[Region labeling lines]
---*---

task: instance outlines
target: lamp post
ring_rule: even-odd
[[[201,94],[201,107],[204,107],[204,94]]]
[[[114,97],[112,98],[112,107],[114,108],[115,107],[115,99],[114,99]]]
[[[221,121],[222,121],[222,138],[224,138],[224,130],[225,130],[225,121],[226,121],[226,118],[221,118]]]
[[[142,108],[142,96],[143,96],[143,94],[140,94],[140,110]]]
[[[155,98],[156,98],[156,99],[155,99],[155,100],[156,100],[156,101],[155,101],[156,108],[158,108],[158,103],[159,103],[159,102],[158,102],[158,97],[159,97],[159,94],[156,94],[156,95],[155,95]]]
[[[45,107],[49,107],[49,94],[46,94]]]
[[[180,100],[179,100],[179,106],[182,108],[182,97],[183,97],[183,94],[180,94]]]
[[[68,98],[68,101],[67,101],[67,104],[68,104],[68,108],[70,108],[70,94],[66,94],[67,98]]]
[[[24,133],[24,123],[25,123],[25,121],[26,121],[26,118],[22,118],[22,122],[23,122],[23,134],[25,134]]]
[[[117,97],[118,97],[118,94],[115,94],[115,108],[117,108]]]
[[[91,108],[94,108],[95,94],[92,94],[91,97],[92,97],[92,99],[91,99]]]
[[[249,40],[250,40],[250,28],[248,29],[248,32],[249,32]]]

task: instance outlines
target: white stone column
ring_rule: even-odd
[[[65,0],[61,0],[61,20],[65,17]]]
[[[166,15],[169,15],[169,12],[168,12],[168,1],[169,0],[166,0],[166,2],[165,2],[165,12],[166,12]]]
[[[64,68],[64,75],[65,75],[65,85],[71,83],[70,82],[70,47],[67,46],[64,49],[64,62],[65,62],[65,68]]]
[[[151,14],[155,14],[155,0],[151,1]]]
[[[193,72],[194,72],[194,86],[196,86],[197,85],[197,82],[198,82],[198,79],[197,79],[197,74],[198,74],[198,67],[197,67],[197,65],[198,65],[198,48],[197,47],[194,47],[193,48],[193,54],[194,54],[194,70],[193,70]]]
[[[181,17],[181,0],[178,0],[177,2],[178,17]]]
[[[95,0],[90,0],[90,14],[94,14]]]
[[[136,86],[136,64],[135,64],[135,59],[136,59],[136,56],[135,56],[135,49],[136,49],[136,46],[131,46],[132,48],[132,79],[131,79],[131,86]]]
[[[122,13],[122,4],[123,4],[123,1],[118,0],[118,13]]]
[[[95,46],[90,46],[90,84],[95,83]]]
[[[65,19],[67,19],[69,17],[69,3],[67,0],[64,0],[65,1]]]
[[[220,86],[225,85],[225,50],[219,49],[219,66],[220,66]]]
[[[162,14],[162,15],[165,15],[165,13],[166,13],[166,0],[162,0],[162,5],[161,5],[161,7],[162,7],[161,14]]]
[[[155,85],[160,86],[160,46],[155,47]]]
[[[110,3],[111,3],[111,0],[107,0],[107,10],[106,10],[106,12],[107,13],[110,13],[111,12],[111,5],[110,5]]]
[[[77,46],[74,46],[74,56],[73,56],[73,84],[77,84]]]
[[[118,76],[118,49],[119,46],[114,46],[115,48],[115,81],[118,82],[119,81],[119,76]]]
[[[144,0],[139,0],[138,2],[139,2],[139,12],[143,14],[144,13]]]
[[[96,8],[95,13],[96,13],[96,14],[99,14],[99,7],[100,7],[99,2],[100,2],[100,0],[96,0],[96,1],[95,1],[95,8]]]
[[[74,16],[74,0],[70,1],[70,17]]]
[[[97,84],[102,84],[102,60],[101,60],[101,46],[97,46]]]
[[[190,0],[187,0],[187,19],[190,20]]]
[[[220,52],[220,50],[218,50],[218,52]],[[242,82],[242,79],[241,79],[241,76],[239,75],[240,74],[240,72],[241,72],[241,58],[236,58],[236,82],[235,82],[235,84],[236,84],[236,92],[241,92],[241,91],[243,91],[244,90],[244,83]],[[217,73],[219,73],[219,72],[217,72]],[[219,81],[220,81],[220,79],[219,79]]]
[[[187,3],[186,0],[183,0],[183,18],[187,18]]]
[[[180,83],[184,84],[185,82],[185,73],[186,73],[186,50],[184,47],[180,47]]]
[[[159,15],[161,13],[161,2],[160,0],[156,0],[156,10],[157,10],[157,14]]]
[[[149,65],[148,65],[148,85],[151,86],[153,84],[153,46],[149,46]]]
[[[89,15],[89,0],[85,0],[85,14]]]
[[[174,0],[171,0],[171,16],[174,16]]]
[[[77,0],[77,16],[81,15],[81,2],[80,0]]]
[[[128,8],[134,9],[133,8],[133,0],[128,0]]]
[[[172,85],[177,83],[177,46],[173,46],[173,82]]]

---*---

The request >> Rewrite the region labeling lines above as a numbered list, leaving out the blank lines.

Right answer >>
1. task: instance outlines
2. target: lamp post
3. ring_rule: even-odd
4. [[[201,94],[201,107],[204,107],[204,94]]]
5. [[[114,97],[112,98],[112,107],[114,108],[115,107],[115,99],[114,99]]]
6. [[[221,121],[222,121],[222,138],[224,138],[224,130],[225,130],[225,121],[226,121],[226,118],[221,118]]]
7. [[[142,108],[142,96],[143,96],[143,94],[140,94],[140,110]]]
8. [[[155,98],[156,98],[156,99],[155,99],[155,100],[156,100],[156,101],[155,101],[156,108],[158,108],[158,103],[159,103],[159,102],[158,102],[158,97],[159,97],[159,94],[156,94],[156,95],[155,95]]]
9. [[[45,107],[49,107],[49,94],[46,94]]]
10. [[[180,100],[179,100],[179,106],[182,108],[182,97],[183,97],[183,94],[180,94]]]
11. [[[68,98],[68,101],[67,101],[67,104],[68,104],[68,108],[70,108],[70,94],[66,94],[67,98]]]
12. [[[24,133],[24,123],[25,123],[25,121],[26,121],[26,118],[22,118],[22,122],[23,122],[23,134],[25,134]]]
13. [[[117,97],[118,97],[118,94],[115,94],[115,108],[117,108]]]
14. [[[91,108],[94,108],[95,94],[92,94],[91,97],[92,97],[92,99],[91,99]]]
15. [[[249,40],[250,40],[250,28],[248,29],[248,32],[249,32]]]
16. task: instance outlines
17. target: white stone column
18. ring_rule: even-odd
19. [[[65,0],[61,0],[61,20],[65,17]]]
20. [[[166,15],[169,15],[169,12],[168,12],[168,1],[169,0],[166,0],[166,2],[165,2],[165,12],[166,12]]]
21. [[[64,68],[64,75],[65,75],[65,85],[71,83],[70,82],[70,47],[67,46],[64,49],[64,62],[65,62],[65,68]]]
22. [[[151,14],[155,14],[155,0],[151,1]]]
23. [[[193,72],[194,72],[194,86],[196,86],[197,85],[197,82],[198,82],[198,79],[197,79],[197,74],[198,74],[198,67],[197,67],[197,65],[198,65],[198,48],[197,47],[194,47],[193,48],[193,54],[194,54],[194,70],[193,70]]]
24. [[[181,17],[181,0],[178,0],[177,2],[178,17]]]
25. [[[95,0],[90,0],[90,14],[94,14]]]
26. [[[136,86],[136,64],[135,64],[135,59],[136,59],[136,56],[135,56],[135,49],[136,49],[136,46],[131,46],[132,48],[132,79],[131,79],[131,86]]]
27. [[[122,13],[122,4],[123,4],[123,1],[118,0],[118,13]]]
28. [[[95,46],[90,46],[90,84],[95,83]]]
29. [[[65,19],[67,19],[69,17],[69,3],[67,0],[64,0],[65,1]]]
30. [[[220,86],[225,85],[225,50],[219,49],[219,66],[220,66]]]
31. [[[162,14],[162,15],[165,15],[165,13],[166,13],[166,0],[162,0],[162,5],[161,5],[161,7],[162,7],[161,14]]]
32. [[[155,85],[160,86],[160,46],[155,47]]]
33. [[[110,3],[111,3],[111,0],[107,0],[107,10],[106,10],[106,12],[107,13],[110,13],[111,12],[111,5],[110,5]]]
34. [[[77,46],[74,46],[74,56],[73,56],[73,84],[77,84]]]
35. [[[118,76],[118,49],[119,46],[114,46],[115,48],[115,81],[118,82],[119,81],[119,76]]]
36. [[[144,0],[139,0],[138,2],[139,2],[139,12],[143,14],[144,13]]]
37. [[[96,8],[95,13],[96,13],[96,14],[99,14],[99,7],[100,7],[99,2],[100,2],[100,0],[96,0],[96,1],[95,1],[95,8]]]
38. [[[74,16],[74,0],[70,1],[70,17]]]
39. [[[97,84],[102,84],[102,60],[101,60],[101,46],[97,46]]]
40. [[[190,0],[187,0],[187,19],[190,20]]]
41. [[[220,52],[220,50],[218,50],[218,52]],[[242,82],[242,79],[241,79],[241,76],[239,75],[240,74],[240,72],[241,72],[241,58],[236,58],[236,82],[235,82],[235,84],[236,84],[236,92],[241,92],[241,91],[243,91],[244,90],[244,83]],[[217,73],[219,73],[219,72],[217,72]],[[219,81],[220,81],[220,79],[219,79]]]
42. [[[187,3],[186,0],[183,0],[183,18],[187,18]]]
43. [[[180,83],[184,84],[185,82],[185,73],[186,73],[186,50],[184,47],[180,47]]]
44. [[[159,15],[161,13],[161,2],[160,0],[156,0],[156,10],[157,10],[157,14]]]
45. [[[149,65],[148,65],[148,85],[151,86],[153,84],[153,46],[149,46]]]
46. [[[89,15],[89,0],[85,0],[85,14]]]
47. [[[174,0],[171,0],[171,16],[174,16]]]
48. [[[77,0],[77,16],[81,15],[81,2],[80,0]]]
49. [[[128,8],[134,9],[133,8],[133,0],[128,0]]]
50. [[[172,85],[177,83],[177,46],[173,46],[173,82]]]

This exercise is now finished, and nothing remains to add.